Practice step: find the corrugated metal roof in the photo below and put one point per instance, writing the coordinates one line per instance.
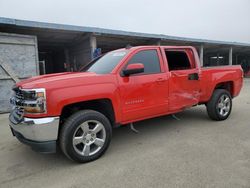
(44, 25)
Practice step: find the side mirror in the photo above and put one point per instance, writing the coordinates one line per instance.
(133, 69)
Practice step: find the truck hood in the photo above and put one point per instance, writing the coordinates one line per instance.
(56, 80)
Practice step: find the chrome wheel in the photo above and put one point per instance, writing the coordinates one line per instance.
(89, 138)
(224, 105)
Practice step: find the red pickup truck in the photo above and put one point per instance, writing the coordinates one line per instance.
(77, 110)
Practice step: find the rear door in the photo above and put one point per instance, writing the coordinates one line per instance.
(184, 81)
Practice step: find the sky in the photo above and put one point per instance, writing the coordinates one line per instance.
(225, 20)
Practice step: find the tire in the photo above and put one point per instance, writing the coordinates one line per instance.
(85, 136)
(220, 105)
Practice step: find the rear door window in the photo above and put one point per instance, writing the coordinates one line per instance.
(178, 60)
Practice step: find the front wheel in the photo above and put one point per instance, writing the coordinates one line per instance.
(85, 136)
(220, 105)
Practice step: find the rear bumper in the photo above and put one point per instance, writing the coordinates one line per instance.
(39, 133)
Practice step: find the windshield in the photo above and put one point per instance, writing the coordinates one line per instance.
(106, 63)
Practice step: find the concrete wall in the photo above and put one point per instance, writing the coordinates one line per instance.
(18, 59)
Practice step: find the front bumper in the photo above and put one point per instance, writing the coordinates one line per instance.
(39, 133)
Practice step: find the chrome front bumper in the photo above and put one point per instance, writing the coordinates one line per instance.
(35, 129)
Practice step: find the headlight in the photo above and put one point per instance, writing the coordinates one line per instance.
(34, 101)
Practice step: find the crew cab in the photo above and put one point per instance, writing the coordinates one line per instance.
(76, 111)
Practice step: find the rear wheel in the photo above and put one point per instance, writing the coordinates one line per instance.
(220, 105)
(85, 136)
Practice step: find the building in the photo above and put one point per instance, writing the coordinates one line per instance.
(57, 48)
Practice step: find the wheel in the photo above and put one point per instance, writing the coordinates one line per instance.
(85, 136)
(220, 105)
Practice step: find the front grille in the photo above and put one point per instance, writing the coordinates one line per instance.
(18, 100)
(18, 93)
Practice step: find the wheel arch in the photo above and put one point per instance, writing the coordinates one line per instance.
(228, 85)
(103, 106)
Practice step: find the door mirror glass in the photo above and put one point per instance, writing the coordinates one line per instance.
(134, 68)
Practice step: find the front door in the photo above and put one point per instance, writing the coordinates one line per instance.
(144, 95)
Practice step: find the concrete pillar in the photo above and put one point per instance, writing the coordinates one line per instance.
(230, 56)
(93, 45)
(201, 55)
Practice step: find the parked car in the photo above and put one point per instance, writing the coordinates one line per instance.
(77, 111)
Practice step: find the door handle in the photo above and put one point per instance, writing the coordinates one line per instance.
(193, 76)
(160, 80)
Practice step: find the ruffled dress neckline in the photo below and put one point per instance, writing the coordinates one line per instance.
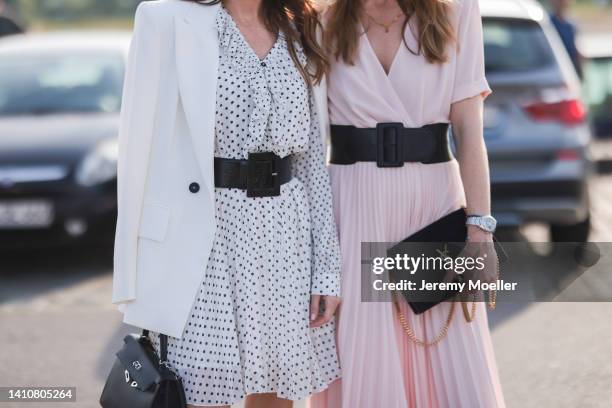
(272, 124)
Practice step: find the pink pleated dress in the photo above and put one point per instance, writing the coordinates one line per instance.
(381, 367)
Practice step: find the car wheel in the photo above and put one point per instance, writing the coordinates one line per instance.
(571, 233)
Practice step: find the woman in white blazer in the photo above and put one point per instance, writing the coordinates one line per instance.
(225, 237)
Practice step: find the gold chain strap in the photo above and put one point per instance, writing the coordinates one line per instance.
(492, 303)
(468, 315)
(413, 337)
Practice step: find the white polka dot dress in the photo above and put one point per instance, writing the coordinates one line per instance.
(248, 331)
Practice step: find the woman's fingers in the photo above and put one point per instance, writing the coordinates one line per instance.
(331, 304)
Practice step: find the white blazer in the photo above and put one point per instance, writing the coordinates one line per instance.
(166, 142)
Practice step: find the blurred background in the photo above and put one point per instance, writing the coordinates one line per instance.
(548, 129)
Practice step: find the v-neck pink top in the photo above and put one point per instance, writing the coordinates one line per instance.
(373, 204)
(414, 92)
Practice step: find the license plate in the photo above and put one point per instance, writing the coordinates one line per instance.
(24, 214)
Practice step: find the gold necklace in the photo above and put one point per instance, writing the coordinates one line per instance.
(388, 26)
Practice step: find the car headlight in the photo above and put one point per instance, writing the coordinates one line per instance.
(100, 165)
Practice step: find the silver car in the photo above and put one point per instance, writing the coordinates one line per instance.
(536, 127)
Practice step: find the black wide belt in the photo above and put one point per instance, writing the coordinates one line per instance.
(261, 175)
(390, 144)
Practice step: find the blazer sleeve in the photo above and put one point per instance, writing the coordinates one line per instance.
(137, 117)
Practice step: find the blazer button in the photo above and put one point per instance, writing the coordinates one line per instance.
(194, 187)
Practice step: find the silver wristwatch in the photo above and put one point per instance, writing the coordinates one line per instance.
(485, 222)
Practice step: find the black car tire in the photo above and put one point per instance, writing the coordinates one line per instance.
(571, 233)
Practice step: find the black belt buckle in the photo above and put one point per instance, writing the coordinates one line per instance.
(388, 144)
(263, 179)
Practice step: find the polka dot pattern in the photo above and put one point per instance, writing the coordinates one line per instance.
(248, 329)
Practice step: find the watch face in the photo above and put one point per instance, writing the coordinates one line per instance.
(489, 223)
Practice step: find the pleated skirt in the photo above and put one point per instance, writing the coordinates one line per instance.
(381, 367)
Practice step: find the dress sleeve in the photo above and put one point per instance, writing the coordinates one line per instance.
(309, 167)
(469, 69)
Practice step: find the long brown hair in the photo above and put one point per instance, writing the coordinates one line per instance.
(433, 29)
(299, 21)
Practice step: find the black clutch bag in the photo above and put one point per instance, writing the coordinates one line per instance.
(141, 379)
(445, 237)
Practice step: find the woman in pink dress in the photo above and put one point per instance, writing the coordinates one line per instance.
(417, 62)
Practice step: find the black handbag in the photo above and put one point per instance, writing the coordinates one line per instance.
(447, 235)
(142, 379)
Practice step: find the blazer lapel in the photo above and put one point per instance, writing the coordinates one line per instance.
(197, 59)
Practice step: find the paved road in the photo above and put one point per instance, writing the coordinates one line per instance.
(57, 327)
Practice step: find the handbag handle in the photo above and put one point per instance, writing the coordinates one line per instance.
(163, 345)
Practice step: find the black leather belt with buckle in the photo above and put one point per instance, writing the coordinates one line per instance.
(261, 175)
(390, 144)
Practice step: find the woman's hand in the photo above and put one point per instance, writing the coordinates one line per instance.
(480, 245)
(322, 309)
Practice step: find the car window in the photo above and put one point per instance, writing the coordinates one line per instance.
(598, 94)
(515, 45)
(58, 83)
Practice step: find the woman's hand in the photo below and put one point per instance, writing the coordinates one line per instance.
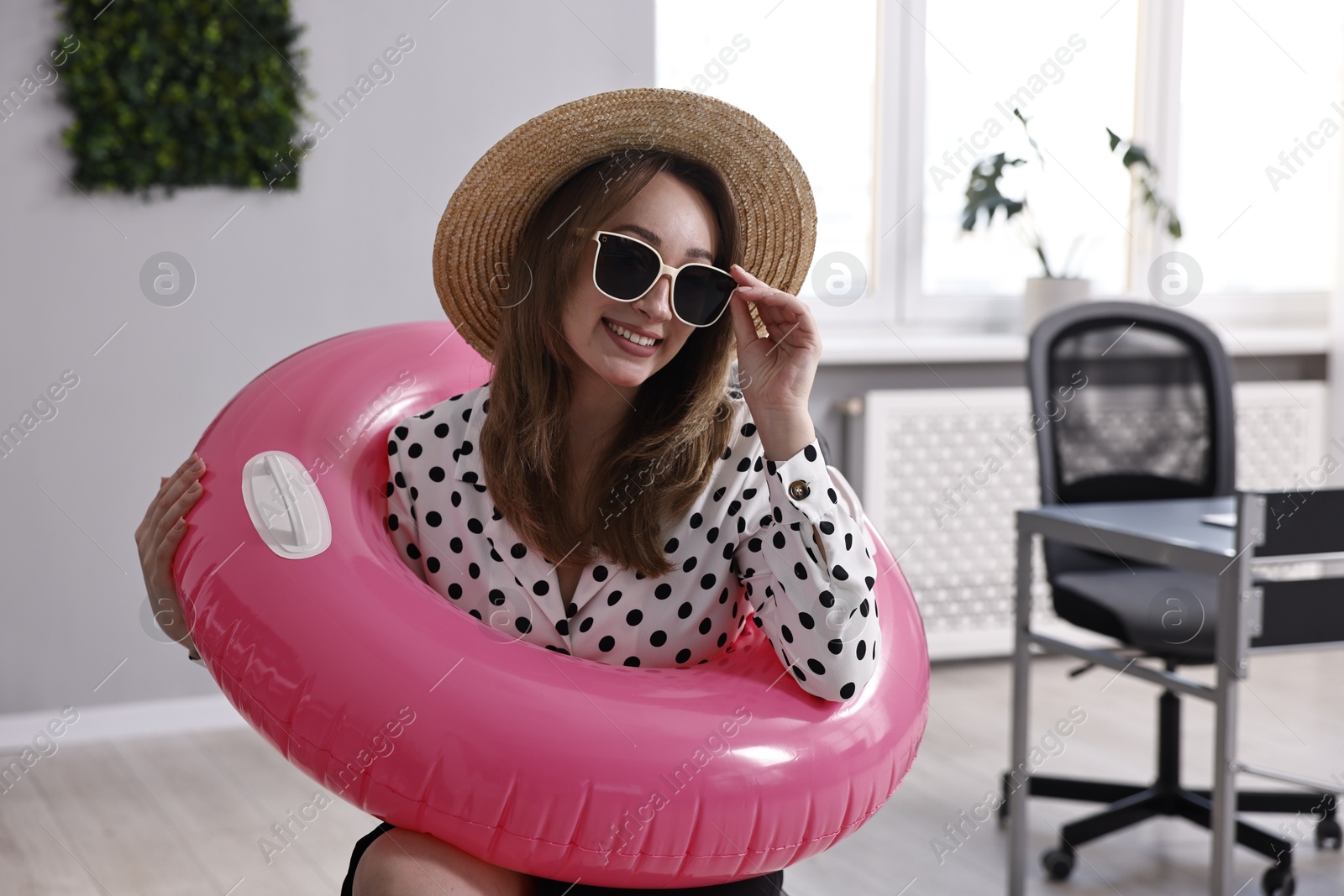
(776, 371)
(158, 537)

= WHAT TO PRODUCE =
Give all the records again, exactly, without images.

= ANSWER FOR THIS EXERCISE =
Practice step: find the corrugated metal roof in the photo below and put one point per instance, writing the coordinates one line per instance.
(44, 25)
Practice step: find the side mirror in the photo above and put one point per instance, writing the coordinates one line per instance.
(133, 69)
Practice step: find the truck hood in the photo above and put one point per instance, writing the coordinates one line per instance.
(56, 80)
Practice step: find the chrome wheel in the photo above and put one point per instance, writing the coordinates one line per instance.
(89, 138)
(224, 105)
Practice step: find the red pickup truck in the photo above and put one point per instance, writing the coordinates one line per instance.
(77, 110)
Practice step: find the rear door in the photo above and put one point per instance, writing the coordinates one line per instance.
(184, 81)
Practice step: find the sky in the photo above and put one point per instance, writing the coordinates one line per instance.
(225, 20)
Practice step: find the tire in the photo above and put one point per instance, writing the coordinates one line per instance.
(85, 136)
(220, 105)
Practice step: find the rear door window in the photo above and put one point per instance, writing the coordinates one line per instance.
(178, 60)
Practice step: find the front wheel in the photo above and put one point per instance, writing the coordinates one line per instance.
(85, 136)
(220, 105)
Practice step: find the rear bumper in the photo above and put one point per instance, writing the coordinates one line per instance.
(39, 133)
Practice step: find the windshield in the photo above and put one point per instance, writing the coordinates one line per instance.
(106, 63)
Practice step: find the concrete wall in the photo above and put one point per instance, writing the coordinates one line per instance.
(18, 59)
Practice step: find the front bumper in the photo above and put one point per instance, writing the coordinates one line per instance.
(39, 133)
Practice step: find the chrome front bumper in the photo above and put one point per instance, writing the coordinates one line per instance.
(35, 129)
Practice step: find the headlight in the photo above and put one point per instance, writing the coordinates one line per instance.
(34, 101)
Practice step: find the crew cab in the photo above and put one point per instance, writing the coordinates one line per instance.
(76, 111)
Practice step: find the rear wheel in the photo above and put one point per instance, writing the coordinates one line per instance.
(220, 105)
(85, 136)
Practice step: find the building in the photo above and put one point per instance, writing the coordinates one line per instance.
(57, 48)
Practice step: find the wheel in the photo above and put one point per instance, writing the coordinates one line per instance.
(85, 136)
(220, 105)
Practice step: find the front grille in the photo above and put one point per instance, writing the coordinates one line per instance.
(18, 100)
(18, 93)
Practice step: find the wheel arch in the photo above and put one point per instance, writing the coordinates one line per instance.
(228, 85)
(103, 106)
Practice step: find the door mirror glass in the photo above and put one point per instance, writing the coordinates one line per instance.
(134, 68)
Practice step: find the front door in the photo above and put one point per instance, writing the coordinates one line per instance.
(144, 95)
Practice step: find the concrete pillar in the photo above and put one point per instance, writing the coordinates one line per instance.
(230, 56)
(93, 45)
(201, 55)
Practice step: find the parked car in the photo above and put one point per instance, writing the coordinates one line per instance.
(77, 111)
Practice step: find the door handle in the photo above and put one point per instance, writing the coordinates one line per instance.
(193, 76)
(160, 80)
Practice step: find the ruffled dress neckline in the photo below and put one point per instance, writing the coordinates one line per instance.
(272, 124)
Practice step: find the pink pleated dress in the photo above and put one point per instance, writing the coordinates one line per instance.
(381, 367)
Practice step: find the car wheel in the photo above and put one point per instance, writing the coordinates one line per instance.
(571, 233)
Practice step: find the woman in white blazer in the photo above and put one point per instance, writing the coordinates one line per instance.
(225, 237)
Practice step: find the gold chain strap in the photo above and put one point per instance, writing the coordinates one line per instance.
(492, 303)
(468, 315)
(413, 337)
Practice step: find the white polka dot dress in the photo above and put one point per instance, writing the coordinates one line per instance.
(248, 331)
Practice step: find the woman's fingers in the photo above and put one point per instance, writing the coordinates one line per instance.
(331, 304)
Practice step: find the white blazer in the photo above and put one point per instance, writing the coordinates one line per instance.
(166, 142)
Practice step: find the blurred background in the photo above and put one point per instance, writing the coordinates one line per instance.
(548, 129)
Practice step: find the v-neck pink top in the photo above and put one point per instance, writing the coordinates one line per instance.
(373, 204)
(414, 92)
Practice step: find the license plate in the photo above and put one point per instance, writing the coordinates one line per instance.
(24, 214)
Practice step: find the gold necklace in the photo above and put one point per instance, writing the coordinates one line per instance.
(388, 26)
Practice step: find the car headlight in the photo above and put one point per instance, writing the coordinates one line per instance.
(100, 165)
Practice step: find the silver car in the photo above and put one point per instance, writing the coordinates one line per instance.
(536, 127)
Practice step: find the black wide belt in the photo above and put one point per instance, writing the coordinates one line per instance.
(261, 175)
(390, 144)
Practice step: find the blazer sleeve in the photo above and put one point per instance, writing the coordinates one line per instance.
(137, 117)
Practice step: find the blazer button in the photo above and put one point per instance, writing the coordinates one line per instance.
(194, 187)
Practice step: find the silver wristwatch in the photo above and put one point per instance, writing the coordinates one line per instance.
(485, 222)
Practice step: find the black car tire in the photo above and put one point per instance, writing the coordinates one line per instance.
(571, 233)
Practice step: find the black belt buckle in the photo above and put one point per instance, writing the coordinates one line per instance.
(388, 144)
(263, 179)
Practice step: find the polka dot pattern in the photo above and put one point per instance, writing the coordinates one line per instance.
(248, 329)
Practice step: find the watch face in the photo above and put one point per instance, writing the coordinates one line per instance.
(489, 223)
Practice step: find the pleated skirt in the photo above and put one point per instance, writing the coordinates one line per instance.
(381, 367)
Practice step: find the dress sleeve in the photo above and put one point per instance, writing the coordinates one line per instance.
(309, 167)
(469, 69)
Practice step: find the long brown hair in the photo above and put one point per instance, writing the coordinates one line per instance.
(433, 29)
(299, 21)
Practice step: find the black clutch bag in the photo above and put one point per instance, writing the coordinates one line per instance.
(141, 379)
(445, 237)
Practice step: find the woman in pink dress in the photo above and put one point per instance, writing the coordinates one line per instance.
(417, 62)
Practice step: find the black handbag in the photo above and put one point per instance, writing the coordinates one line per instance.
(447, 235)
(142, 379)
Practice step: find the blazer lapel in the photo above and put one point per instance, writing the coordinates one line per instance.
(197, 59)
Practice step: find the paved road in the photo above and put one point per instance, writing the coordinates one line per instance.
(57, 327)
Practice step: find the handbag handle in the photo above and put one point per instance, writing the coordinates one line per instance.
(163, 345)
Practice step: find the black leather belt with buckle in the photo above and put one point per instance, writing the coordinates one line per instance.
(261, 175)
(390, 144)
Practice step: find the woman's hand in the photo above and put one point per instance, writing the coordinates one line per instance.
(480, 245)
(322, 309)
Practice step: find the car window in the photo above and put one point per instance, writing the coordinates one line per instance.
(598, 94)
(515, 45)
(58, 83)
Practice step: find the woman's hand in the photo below and put one point per instance, writing the coordinates one line per instance.
(776, 371)
(158, 537)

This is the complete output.